_PROBLEM TO SOLVE:_
When you repeat the listing below, keep every word exactly and leave out each picture.

_TASK INPUT:_
"""
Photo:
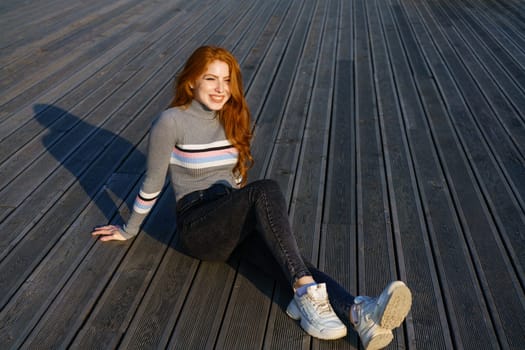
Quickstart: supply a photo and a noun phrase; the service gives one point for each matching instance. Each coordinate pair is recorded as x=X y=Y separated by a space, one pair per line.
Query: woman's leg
x=212 y=230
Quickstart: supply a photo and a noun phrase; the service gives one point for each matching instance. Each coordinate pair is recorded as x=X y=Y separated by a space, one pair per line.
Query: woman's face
x=212 y=88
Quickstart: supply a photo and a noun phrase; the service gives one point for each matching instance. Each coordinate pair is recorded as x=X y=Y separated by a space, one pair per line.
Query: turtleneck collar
x=201 y=111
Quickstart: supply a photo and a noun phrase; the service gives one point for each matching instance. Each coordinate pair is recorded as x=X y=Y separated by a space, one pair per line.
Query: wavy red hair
x=234 y=116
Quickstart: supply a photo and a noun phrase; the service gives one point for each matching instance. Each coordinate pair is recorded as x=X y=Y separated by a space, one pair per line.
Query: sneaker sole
"""
_SOLUTION TO THE EXERCISE:_
Photo:
Quickstart: supply a photo and a noun phrase; the service gives one point for each matching instance. Each coordinate pair is recorded as x=X y=Y separated by a space, one pair per line.
Query: woman's leg
x=212 y=230
Quickstart: supply a photo and a noun phrase; the service gives one point for each matching instance. Each coordinate pair is recorded as x=X y=Y separated by a space, one pair per line.
Query: woman's face
x=212 y=88
Quickstart: supply a photo and a noun phrase; the service gives one point for each matching instance. Each coordinate pair is recorded as x=X y=Y separated by a space, one pair per line.
Query: turtleneck collar
x=201 y=111
Quickstart: supply a photo and a noun phrase; the service gives one point for each matching instance. Each coordinate pair is recorded as x=X y=Y separated by a space, one pair per line.
Query: wavy red hair
x=234 y=116
Quickstart: supply a photo and a noun phrase; the service gives one point for each matching instance. Each coordinate pair is recorded as x=X y=Y separated by a space, one pair per line.
Query: sneaker sole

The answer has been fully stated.